↓

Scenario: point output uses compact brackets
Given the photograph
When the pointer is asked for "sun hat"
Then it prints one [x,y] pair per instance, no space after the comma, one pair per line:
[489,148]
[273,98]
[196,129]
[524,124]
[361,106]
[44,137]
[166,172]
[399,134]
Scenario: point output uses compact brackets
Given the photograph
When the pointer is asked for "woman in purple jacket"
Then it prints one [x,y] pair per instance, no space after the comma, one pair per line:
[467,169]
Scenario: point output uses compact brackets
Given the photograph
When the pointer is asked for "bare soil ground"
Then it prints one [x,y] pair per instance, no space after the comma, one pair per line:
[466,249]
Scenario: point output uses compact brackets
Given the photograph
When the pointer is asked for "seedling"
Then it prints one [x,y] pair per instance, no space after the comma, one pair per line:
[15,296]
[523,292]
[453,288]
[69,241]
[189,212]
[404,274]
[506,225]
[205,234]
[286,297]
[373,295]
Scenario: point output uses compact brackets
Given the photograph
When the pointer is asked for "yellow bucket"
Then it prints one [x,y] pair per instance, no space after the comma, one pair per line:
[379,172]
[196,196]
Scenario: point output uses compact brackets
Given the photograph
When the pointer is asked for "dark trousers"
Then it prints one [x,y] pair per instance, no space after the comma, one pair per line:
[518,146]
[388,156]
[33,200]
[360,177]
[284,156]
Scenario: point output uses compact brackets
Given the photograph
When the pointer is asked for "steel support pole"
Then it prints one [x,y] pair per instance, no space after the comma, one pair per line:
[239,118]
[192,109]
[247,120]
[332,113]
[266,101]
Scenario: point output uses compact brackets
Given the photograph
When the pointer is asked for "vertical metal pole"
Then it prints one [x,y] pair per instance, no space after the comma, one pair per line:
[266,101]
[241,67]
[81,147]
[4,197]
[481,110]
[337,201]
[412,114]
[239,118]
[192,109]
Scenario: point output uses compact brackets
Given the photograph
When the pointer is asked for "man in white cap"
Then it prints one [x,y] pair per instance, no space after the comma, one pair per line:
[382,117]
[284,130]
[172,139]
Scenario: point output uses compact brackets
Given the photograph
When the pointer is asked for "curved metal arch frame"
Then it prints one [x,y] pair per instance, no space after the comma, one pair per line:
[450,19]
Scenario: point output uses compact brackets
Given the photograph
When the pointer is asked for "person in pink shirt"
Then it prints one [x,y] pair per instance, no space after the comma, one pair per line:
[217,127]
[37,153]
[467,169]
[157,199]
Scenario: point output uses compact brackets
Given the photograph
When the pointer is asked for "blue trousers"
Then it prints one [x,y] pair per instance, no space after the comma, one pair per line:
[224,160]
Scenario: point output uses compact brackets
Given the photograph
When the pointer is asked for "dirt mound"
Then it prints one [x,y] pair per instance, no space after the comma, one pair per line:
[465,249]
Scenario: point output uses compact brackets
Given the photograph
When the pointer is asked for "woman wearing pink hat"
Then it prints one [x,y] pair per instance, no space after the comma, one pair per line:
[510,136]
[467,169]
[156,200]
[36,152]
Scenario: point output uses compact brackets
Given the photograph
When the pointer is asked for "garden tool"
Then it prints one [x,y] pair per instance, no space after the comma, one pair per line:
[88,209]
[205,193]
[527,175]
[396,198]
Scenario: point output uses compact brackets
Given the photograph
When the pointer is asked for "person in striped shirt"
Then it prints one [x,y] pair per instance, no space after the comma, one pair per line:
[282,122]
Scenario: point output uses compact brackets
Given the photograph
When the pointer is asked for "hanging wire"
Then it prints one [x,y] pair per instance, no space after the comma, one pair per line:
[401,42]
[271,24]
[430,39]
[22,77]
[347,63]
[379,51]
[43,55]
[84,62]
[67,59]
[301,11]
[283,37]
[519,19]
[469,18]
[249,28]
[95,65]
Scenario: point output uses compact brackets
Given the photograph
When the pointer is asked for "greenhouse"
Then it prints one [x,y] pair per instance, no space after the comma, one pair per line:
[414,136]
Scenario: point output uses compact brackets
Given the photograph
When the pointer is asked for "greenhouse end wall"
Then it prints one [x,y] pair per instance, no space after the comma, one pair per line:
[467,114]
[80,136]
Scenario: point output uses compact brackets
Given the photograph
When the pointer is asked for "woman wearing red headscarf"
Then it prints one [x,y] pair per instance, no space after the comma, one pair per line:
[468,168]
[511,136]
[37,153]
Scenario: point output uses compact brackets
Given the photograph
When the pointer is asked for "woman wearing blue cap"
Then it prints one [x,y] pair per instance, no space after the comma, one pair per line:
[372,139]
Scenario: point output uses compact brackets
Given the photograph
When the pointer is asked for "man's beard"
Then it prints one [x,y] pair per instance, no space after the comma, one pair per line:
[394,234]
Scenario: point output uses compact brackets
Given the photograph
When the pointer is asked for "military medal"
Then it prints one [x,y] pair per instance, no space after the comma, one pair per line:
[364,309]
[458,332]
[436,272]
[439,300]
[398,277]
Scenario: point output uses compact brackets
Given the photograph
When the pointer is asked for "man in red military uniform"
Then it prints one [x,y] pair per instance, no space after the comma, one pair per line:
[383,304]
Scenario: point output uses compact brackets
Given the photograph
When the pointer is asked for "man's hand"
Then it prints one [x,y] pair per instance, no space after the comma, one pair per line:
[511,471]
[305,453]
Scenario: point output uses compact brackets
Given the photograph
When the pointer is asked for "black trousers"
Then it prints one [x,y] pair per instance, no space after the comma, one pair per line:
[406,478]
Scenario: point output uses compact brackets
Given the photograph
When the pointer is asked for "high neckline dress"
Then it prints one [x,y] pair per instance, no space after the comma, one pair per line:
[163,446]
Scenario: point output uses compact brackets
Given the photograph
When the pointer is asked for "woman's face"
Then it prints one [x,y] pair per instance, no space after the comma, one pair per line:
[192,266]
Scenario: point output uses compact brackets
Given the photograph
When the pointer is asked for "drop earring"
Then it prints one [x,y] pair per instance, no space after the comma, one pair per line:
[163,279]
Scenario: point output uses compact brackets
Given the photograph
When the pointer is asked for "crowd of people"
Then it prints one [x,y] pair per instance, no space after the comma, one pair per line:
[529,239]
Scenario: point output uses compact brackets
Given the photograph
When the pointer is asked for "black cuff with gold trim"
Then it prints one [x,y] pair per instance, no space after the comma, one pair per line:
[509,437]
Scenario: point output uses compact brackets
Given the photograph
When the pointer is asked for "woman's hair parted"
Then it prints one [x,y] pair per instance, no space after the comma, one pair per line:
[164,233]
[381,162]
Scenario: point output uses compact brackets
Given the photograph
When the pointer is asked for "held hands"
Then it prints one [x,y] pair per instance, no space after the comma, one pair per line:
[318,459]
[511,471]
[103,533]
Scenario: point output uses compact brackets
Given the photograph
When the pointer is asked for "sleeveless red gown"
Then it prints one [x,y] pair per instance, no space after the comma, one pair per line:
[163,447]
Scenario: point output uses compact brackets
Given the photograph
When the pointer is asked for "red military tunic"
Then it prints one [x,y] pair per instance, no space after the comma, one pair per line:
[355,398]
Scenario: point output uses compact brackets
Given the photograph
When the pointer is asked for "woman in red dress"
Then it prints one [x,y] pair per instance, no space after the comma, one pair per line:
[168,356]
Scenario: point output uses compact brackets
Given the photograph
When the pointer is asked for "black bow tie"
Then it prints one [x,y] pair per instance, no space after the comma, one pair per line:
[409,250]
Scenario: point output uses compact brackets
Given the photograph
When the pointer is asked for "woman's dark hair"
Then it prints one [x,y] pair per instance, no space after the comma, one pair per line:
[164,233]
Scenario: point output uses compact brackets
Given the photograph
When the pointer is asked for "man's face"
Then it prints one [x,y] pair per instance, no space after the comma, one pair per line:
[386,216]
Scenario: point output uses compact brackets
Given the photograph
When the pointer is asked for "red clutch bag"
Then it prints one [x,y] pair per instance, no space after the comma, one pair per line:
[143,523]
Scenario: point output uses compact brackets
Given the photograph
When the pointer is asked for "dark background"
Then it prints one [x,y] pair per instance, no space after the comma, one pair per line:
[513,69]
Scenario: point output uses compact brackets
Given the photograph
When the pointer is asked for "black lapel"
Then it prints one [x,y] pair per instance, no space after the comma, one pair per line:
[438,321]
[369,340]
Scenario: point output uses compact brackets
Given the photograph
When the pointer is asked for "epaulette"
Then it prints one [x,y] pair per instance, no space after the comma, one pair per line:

↑

> **Instructions to follow**
How many lines in the items above contain the string "military", matching case exactly? Reply with the number alone.

> **Complete response**
3